Work item: Show, from the records below, all lines that contain the word "instance".

──────── Supplied data

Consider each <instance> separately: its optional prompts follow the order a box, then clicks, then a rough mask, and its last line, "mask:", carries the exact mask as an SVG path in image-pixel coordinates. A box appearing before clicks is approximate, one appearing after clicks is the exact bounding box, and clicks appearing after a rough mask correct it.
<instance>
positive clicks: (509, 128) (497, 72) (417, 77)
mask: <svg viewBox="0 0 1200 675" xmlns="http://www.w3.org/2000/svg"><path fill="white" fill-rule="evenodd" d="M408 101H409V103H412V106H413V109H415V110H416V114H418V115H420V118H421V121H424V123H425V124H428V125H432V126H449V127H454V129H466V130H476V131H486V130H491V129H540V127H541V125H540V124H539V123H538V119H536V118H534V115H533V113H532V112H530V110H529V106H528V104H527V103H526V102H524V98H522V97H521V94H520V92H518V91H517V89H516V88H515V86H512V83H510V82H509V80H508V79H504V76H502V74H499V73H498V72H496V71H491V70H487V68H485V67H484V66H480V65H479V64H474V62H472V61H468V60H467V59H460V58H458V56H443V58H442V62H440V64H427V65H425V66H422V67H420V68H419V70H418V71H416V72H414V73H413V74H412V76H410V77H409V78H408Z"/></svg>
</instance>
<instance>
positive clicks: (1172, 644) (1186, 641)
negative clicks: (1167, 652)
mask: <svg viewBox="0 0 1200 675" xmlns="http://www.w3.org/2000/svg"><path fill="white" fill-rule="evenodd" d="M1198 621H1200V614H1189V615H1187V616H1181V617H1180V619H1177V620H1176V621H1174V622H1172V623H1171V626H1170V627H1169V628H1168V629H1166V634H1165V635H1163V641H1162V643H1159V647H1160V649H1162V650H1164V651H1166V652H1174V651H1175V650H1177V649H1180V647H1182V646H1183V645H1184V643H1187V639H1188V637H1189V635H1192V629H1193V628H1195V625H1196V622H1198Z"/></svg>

────────────────

Solution for this task:
Consider each <instance> separately: its optional prompts follow the order a box, then clicks, then a rough mask, and its last line, "mask:", carries the exact mask as an SVG path in image-pixel coordinates. A box appearing before clicks is approximate, one appearing after clicks is the exact bounding box, and clicks appearing after a rough mask correct it.
<instance>
</instance>
<instance>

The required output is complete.